# Work to complete
Beginning with the line where "Expected: for every instance of the blurred" appears, restate the lines word for word through the last one in the listing.

# Available records
▼

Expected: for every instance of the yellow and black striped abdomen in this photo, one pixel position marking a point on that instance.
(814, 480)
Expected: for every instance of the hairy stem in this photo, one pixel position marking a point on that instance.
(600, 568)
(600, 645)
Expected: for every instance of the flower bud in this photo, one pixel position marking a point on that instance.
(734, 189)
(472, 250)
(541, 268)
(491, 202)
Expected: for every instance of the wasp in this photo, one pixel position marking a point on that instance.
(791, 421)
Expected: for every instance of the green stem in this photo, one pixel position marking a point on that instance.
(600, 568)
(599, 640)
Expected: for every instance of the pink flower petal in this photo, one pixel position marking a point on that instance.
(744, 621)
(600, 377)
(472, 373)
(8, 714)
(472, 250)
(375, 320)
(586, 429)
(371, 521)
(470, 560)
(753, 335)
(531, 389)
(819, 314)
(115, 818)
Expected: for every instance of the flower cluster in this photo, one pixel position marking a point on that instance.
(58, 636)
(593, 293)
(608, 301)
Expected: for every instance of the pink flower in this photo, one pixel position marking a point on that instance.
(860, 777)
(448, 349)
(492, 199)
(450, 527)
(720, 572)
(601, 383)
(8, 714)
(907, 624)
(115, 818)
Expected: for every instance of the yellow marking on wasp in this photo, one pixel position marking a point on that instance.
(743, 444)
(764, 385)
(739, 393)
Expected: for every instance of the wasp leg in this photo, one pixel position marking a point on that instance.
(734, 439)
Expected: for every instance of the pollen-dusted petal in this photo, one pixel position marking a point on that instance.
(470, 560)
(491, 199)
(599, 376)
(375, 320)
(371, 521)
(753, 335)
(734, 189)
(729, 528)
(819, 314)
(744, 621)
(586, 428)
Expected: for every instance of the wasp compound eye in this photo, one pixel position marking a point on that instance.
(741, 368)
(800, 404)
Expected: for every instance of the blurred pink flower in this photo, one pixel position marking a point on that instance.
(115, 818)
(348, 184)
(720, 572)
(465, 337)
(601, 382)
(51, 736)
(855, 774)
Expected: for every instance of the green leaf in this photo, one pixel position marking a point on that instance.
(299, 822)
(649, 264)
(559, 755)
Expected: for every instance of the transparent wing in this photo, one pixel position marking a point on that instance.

▲

# Response to this task
Expected: for every instance of the blurred pink flower in this photo, one pixel position marking a point on that instance.
(115, 818)
(348, 184)
(720, 572)
(465, 337)
(601, 382)
(51, 736)
(855, 774)
Expected: for every instance of the green leaf in this photo, one pixel position marking a point on that instance.
(299, 822)
(649, 264)
(559, 755)
Expected: for every instance of the transparent wing in this photo, one pixel position marking a point on that instance.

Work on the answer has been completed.